Work required ->
Transcribe the material verbatim in full; the pictures do not belong in the copy.

(Coordinate annotation entries)
○ ○ ○ ○
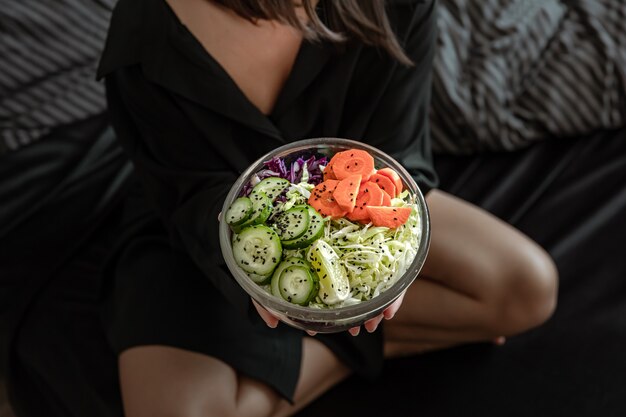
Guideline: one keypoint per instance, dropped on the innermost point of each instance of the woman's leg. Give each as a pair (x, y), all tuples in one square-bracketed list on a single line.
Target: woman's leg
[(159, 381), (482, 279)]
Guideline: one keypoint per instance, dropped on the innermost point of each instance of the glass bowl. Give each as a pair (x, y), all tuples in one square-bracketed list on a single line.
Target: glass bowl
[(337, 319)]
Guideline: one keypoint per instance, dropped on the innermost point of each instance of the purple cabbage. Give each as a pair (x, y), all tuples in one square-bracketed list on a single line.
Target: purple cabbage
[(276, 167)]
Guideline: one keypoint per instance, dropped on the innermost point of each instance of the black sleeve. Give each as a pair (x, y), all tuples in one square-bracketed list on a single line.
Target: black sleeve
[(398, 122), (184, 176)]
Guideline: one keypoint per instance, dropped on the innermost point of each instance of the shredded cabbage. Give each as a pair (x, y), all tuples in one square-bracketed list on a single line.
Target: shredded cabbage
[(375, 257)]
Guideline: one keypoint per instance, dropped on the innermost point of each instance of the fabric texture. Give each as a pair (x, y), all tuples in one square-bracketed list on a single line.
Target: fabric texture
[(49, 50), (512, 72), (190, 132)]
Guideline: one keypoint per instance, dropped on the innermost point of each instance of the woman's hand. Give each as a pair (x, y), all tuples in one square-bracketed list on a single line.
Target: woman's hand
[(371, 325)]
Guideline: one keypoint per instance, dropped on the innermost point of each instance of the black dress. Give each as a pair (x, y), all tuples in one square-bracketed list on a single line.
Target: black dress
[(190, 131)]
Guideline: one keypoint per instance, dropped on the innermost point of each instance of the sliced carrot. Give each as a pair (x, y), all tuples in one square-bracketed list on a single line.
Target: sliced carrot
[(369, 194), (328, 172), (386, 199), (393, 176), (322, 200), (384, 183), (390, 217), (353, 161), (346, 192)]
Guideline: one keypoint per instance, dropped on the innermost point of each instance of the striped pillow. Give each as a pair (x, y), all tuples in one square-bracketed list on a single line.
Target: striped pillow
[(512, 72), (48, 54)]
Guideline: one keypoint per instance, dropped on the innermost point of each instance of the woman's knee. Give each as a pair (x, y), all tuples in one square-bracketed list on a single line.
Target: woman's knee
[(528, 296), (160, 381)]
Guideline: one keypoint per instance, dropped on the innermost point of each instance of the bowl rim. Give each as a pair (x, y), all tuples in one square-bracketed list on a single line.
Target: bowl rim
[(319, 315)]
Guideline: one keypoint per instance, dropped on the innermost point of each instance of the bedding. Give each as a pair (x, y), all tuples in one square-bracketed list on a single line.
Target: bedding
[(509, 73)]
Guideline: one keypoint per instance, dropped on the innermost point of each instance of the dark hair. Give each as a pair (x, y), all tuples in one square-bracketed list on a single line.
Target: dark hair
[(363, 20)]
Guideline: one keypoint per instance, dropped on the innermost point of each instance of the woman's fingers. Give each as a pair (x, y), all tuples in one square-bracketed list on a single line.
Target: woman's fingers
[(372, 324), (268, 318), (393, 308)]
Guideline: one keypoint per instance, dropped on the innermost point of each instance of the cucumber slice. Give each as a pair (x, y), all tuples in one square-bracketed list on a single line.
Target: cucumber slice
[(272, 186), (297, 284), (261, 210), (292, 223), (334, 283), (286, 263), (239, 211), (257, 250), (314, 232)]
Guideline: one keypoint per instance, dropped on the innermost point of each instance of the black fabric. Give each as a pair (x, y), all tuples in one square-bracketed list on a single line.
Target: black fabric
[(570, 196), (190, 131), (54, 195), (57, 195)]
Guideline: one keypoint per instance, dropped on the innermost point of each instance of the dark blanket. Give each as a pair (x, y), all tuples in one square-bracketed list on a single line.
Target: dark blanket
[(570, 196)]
○ ○ ○ ○
The output ->
Guideline: one keypoint per instance, dropped on the innermost point of each instance of the woman's leg. Give each as a pair (x, y), all tuples in one square-bracketed list on a single line.
Target: woman's leg
[(159, 381), (482, 279)]
Guideline: one keypoint per instance, dropped on the innermost point of each instance of the glass bowl. Give each as a pair (x, y), all tuples in one square-bracketed list on a single line.
Target: glass bowl
[(337, 319)]
Guideline: one keypoint per instance, dropped on the innermost point of each instance of the purple cabbage. Give each as a pair (x, y), all tuples in one square-bracketed list on a single line.
Target: purple cabbage
[(276, 167)]
Guideline: one keypoint per instance, dropped on the innermost point of each instance of the black sleeve. Give each as a pair (x, y), all tuples in one square-bracketed list on a single line.
Target: black sleeve
[(398, 122), (184, 176)]
Guideline: one keypoint per instance, dropped on the innermost point of each instance of the shredded cabbage. Give each as a pair (x, y), all tuples in one square-bracketed list on a single line.
Target: shredded cabbage
[(375, 257)]
Guideline: one keypoint per instance, dropped on the innermost point of each instance of the fabric texture. Give each as a pair (x, y), all tuples in one square-bracketed list on a single line.
Target: fabric texture
[(49, 50), (512, 72), (190, 132)]
Guideline: one keypoint per instance, dropped on the innermost point of each instance of the woman's hand. Give each as a pair (x, y), all tuples in one square-bracketed list on a single line.
Target: woman's hand
[(371, 325)]
Guideline: one keypoint per instance, dropped on the innermost point of each instance of the black dress. Give each as a pair (x, y), all tuples in one square-bracketed list on a single line.
Target: black dress
[(190, 131)]
Guideline: one keypoint per instance, dropped on the innermost point of each instance of the sliced carrot. Give each as a pair (x, y), all tuples in one square-bracketed list on a single line.
Target: sliced carrot
[(369, 194), (328, 172), (386, 199), (393, 176), (322, 200), (384, 183), (390, 217), (353, 161), (346, 192)]
Guideline: one keypoint per instance, dropped on the innermost point of each instance of the striped pillow. Give each as a pair (x, y), all tuples in one square-bracketed list on a single line.
Target: striped pillow
[(512, 72), (48, 54)]
Guideline: one keypoint per instance, dropped on the innermost point of each instance of the woman's knee. Give each as a pair (x, y), all tuples in one square-bracketed list on a single line.
Target: woman's knee
[(528, 296), (160, 381)]
Guideline: one keypoint per instance, dropped on the innermost point of each instance of the bowl rim. Give each as a pair (x, y), all tuples in one square-bracketed list on a single line.
Target: bowl rim
[(319, 315)]
Guideline: one keypoint per instance, dropped on the innermost point of each instance of the bedding. Give each as a pair (x, y), all tuples in one square-bracketed list on a single line.
Target: bedding
[(509, 73)]
Guideline: one keypoint per instance, dropped on the innermost point of each instance of the dark hair. Give each as a pair (x, y), all tuples in one square-bracketed list on a single line.
Target: dark hair
[(363, 20)]
Guideline: one keypoint per instance, dropped on the innermost point of each instance of the woman's fingers. Give each as a pair (x, y), all tuples in one square-bracketed list on a single line.
Target: woman's fingers
[(372, 324), (268, 318), (393, 308)]
Guideline: one keypoint per instance, dropped on the innermost point of each instance of the cucumber slice. Give each as a pair (x, y), all tuples in one square-bracketed list on a single line.
Target: cucumber slice
[(272, 186), (297, 284), (261, 210), (292, 223), (334, 283), (286, 263), (239, 211), (257, 250), (314, 232)]
Guideline: one keypoint per instance, dropped on the innermost point of each instance of the black fabric. Give each as a pair (x, y), all tuples in one square-bracketed list on a single line.
Target: black fabric
[(570, 196), (190, 131), (54, 195), (57, 195)]
Guideline: one keypoint per instance, dropped on the innermost point of each instance of the dark blanket. Give each as a pair (x, y), all tuples in one square-bracketed list on a single line.
Target: dark blanket
[(570, 196)]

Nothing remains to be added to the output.